• [EXERCISE TASK A] Based on the abstract on image content description, explain why it matters to capture the spatial relations between regions in an image.
• [EXERCISE TASK B] Reproduce the abstract's text between "School of Electronics" and "annotation and ontology.", inclusive.
• [EXERCISE TASK C] According to the abstract, at what level are image annotations most frequently assigned?

• [SOURCE]

============

Ontological Description of Image Content Using
                     Regions Relationships
                                        Zurina Muda

                         School of Electronics and Computer Science
                         University of Southampton, United Kingdom
                                  {zm06r@ecs.soton.ac.uk}


                                   Extended Abstract

              Keywords: Spatial relationships, image annotation and ontology.


1 Research Problem And Aim

Rapid growth in the volume of multimedia information creates new challenges for
information retrieval and sharing, and thus anticipates the emergence of the Semantic
Web [2, 3]. The principal component in most of multimedia applications is the use of
visual information and new approaches are essential to improve the inferring of
semantic relationships from low-level features for semantic image annotation and
retrieval. Much initial research on image annotation represents images in terms of
colours, texture, blobs and regions, but pays little attention to the spatial relationships
between regions or objects. Annotations are most frequently assigned at the global
level [17] and even when assigned locally the extraction of relational descriptors is
often neglected. However, current annotation system might recognise and identify a
beach and an ocean in an image but fail to represent the fact that they are next to each
other. Therefore, to enrich the semantic description of the visual information, it is
important to capture such relations.

============

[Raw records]
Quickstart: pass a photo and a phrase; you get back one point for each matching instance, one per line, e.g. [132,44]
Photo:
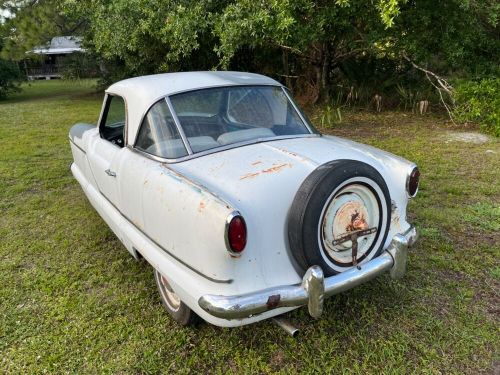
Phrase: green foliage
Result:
[73,300]
[479,101]
[10,77]
[330,116]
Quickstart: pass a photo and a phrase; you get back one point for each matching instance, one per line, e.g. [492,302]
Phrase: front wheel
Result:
[181,313]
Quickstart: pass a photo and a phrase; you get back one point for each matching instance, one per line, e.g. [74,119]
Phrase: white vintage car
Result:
[244,210]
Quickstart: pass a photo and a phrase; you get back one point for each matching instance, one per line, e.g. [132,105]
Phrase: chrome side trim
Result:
[220,281]
[407,183]
[314,287]
[78,147]
[222,148]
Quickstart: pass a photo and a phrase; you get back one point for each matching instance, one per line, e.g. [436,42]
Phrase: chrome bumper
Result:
[314,287]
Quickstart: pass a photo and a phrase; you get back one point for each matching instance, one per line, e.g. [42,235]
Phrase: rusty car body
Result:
[242,208]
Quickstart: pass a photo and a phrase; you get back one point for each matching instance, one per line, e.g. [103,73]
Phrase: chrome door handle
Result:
[109,172]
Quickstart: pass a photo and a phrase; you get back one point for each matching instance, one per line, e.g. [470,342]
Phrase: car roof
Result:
[140,93]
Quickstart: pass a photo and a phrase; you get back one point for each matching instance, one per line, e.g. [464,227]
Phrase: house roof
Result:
[142,92]
[60,45]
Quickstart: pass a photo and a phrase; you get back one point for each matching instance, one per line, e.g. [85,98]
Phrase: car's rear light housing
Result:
[412,182]
[236,234]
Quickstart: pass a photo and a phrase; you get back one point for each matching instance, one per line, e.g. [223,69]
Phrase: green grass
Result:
[72,300]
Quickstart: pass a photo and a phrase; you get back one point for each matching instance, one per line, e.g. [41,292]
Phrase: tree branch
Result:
[439,83]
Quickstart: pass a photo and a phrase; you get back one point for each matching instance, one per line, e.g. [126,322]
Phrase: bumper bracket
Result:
[314,287]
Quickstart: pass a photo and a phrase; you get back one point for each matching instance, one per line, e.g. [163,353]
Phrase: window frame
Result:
[192,155]
[176,122]
[104,114]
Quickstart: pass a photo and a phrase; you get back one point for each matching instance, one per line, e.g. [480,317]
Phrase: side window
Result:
[158,134]
[113,122]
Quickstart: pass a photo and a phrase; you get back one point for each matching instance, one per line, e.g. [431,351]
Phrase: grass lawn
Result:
[72,300]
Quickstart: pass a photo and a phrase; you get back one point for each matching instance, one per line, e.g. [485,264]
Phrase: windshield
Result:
[222,116]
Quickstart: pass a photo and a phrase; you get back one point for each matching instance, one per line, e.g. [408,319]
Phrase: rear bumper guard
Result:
[314,287]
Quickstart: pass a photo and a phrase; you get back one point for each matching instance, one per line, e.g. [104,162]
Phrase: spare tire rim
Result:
[354,207]
[169,296]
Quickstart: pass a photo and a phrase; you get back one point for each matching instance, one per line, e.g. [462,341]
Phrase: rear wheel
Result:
[181,313]
[337,200]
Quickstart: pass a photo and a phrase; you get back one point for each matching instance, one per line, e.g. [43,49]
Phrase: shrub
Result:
[479,101]
[10,77]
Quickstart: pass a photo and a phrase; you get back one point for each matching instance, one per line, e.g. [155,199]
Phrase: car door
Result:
[106,148]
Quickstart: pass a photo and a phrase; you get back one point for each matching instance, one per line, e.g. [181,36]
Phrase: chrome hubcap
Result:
[353,208]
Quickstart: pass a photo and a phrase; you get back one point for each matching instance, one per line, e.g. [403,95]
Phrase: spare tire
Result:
[335,200]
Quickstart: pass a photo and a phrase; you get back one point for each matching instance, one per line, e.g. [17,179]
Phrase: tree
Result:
[10,76]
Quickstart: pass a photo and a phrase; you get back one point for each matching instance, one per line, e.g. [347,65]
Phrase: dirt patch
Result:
[467,137]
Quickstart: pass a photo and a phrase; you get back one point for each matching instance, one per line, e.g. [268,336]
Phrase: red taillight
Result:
[236,234]
[413,180]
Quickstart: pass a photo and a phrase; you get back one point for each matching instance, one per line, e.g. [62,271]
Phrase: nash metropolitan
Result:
[244,210]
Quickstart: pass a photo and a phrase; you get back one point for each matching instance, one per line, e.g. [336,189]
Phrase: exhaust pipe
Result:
[287,326]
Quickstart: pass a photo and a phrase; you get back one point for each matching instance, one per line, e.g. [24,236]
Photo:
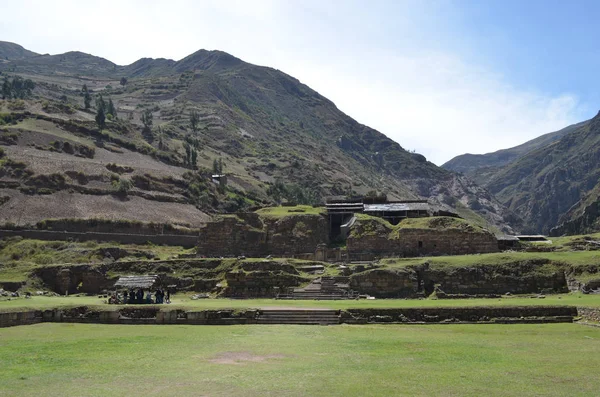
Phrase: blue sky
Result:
[440,77]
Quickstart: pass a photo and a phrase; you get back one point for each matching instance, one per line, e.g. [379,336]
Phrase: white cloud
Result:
[376,62]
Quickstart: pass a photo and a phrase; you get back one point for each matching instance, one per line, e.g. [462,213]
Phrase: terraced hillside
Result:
[275,138]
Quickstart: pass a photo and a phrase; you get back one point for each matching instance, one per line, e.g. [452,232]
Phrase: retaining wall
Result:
[153,315]
[123,238]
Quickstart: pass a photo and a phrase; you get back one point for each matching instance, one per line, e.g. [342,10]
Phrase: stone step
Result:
[286,315]
[299,316]
[316,312]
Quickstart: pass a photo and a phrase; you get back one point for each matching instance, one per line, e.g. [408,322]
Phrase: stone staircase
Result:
[324,288]
[299,316]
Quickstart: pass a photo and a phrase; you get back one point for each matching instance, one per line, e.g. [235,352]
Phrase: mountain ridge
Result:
[278,137]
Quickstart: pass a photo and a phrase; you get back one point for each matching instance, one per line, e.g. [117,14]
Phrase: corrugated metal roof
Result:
[396,207]
[507,237]
[136,281]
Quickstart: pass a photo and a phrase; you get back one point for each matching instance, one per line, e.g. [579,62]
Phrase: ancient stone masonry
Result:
[517,278]
[397,283]
[253,236]
[383,240]
[431,315]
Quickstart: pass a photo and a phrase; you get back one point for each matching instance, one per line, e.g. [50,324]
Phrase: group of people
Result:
[138,297]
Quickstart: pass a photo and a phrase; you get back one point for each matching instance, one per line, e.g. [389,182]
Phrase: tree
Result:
[147,119]
[6,88]
[194,120]
[87,98]
[194,157]
[188,154]
[100,117]
[110,109]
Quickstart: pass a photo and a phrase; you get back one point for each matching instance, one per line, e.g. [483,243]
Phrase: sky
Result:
[440,77]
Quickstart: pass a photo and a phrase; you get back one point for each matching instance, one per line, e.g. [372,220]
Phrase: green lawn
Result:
[184,302]
[370,360]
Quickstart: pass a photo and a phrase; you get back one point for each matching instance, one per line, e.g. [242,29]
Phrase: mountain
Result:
[482,167]
[276,139]
[12,51]
[554,183]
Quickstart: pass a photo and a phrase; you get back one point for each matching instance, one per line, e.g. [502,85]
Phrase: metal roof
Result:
[507,237]
[396,207]
[136,281]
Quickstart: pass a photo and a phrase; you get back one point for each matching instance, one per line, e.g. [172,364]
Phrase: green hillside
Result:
[277,140]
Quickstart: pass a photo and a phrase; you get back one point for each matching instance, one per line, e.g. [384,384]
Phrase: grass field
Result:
[374,360]
[184,302]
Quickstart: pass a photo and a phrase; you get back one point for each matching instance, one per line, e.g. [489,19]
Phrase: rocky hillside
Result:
[544,185]
[482,167]
[276,139]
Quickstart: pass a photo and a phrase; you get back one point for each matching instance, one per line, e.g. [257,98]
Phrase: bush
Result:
[122,186]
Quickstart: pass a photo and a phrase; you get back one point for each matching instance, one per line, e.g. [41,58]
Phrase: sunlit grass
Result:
[370,360]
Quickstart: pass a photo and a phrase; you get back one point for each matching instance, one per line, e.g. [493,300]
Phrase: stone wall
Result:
[589,313]
[397,283]
[12,319]
[250,235]
[141,315]
[187,241]
[382,240]
[525,277]
[261,280]
[499,314]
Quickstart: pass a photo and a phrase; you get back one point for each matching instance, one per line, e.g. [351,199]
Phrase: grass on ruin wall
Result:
[184,302]
[279,212]
[19,257]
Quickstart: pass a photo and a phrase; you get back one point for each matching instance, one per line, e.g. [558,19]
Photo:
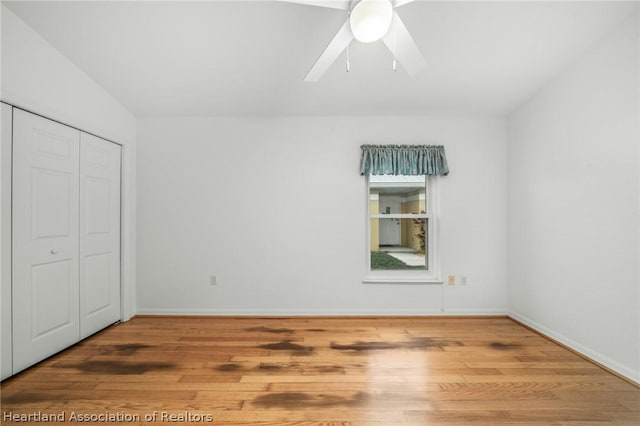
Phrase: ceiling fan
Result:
[368,21]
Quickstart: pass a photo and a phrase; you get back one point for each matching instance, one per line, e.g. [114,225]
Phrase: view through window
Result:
[399,222]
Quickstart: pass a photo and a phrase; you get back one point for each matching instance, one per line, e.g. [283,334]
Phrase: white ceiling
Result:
[250,58]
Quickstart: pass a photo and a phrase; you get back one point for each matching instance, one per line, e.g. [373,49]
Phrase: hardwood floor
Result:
[321,371]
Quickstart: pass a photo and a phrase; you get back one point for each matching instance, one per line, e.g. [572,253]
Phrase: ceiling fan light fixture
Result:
[370,20]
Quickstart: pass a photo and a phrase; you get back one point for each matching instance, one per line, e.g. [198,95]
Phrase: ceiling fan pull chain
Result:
[348,65]
[395,48]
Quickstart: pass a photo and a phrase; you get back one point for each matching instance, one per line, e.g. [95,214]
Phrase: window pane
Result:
[398,243]
[397,194]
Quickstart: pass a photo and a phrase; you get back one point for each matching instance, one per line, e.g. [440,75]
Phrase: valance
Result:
[410,160]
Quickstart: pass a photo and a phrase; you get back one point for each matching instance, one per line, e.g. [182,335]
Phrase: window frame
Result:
[431,275]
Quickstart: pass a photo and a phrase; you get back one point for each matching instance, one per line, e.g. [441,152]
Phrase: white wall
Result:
[36,77]
[574,205]
[275,208]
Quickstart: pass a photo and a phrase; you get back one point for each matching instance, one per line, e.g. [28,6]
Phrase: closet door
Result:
[99,234]
[45,238]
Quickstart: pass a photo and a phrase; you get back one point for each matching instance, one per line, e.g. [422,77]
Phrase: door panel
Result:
[45,238]
[99,234]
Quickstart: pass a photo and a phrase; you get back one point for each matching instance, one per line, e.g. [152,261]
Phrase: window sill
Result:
[401,280]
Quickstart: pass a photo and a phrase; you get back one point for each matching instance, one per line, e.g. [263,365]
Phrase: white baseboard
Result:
[599,358]
[321,312]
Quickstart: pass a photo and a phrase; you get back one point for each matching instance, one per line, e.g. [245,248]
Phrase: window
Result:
[402,229]
[402,208]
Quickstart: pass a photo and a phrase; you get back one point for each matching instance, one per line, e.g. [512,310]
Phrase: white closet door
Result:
[45,238]
[99,234]
[5,248]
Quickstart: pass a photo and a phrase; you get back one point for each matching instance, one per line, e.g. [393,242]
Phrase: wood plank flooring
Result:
[320,371]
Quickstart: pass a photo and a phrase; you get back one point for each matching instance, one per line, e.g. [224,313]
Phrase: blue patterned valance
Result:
[408,160]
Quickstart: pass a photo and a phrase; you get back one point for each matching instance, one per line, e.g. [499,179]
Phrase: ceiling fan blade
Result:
[403,47]
[333,4]
[398,3]
[341,40]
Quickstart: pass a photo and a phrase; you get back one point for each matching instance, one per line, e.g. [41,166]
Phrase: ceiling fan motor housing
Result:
[370,20]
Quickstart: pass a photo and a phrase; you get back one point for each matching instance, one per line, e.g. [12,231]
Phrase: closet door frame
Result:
[6,360]
[6,166]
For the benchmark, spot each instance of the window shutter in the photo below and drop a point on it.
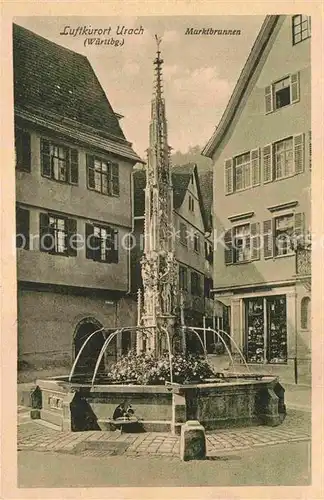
(310, 149)
(268, 238)
(268, 99)
(74, 166)
(229, 176)
(22, 228)
(267, 163)
(294, 87)
(91, 172)
(89, 241)
(299, 153)
(115, 179)
(46, 160)
(255, 240)
(71, 226)
(112, 250)
(23, 153)
(228, 250)
(255, 166)
(299, 223)
(46, 236)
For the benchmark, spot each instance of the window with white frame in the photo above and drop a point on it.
(305, 307)
(102, 243)
(283, 158)
(283, 234)
(183, 233)
(301, 28)
(197, 242)
(103, 176)
(242, 171)
(59, 162)
(241, 243)
(282, 93)
(183, 278)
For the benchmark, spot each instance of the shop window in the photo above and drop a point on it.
(305, 313)
(266, 329)
(183, 278)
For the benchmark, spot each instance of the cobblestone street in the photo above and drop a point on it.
(36, 436)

============

• [WRITTEN RESPONSE A] Annotation systems often ignore how regions or objects relate in space. A current system might recognize a beach and an ocean in an image but fail to represent that they are next to each other. Capturing such relations enriches the semantic description of the visual information.

• [WRITTEN RESPONSE B]
School of Electronics and Computer Science
                         University of Southampton, United Kingdom
                                  {zm06r@ecs.soton.ac.uk}


                                   Extended Abstract

              Keywords: Spatial relationships, image annotation and ontology.

• [WRITTEN RESPONSE C] At the global level.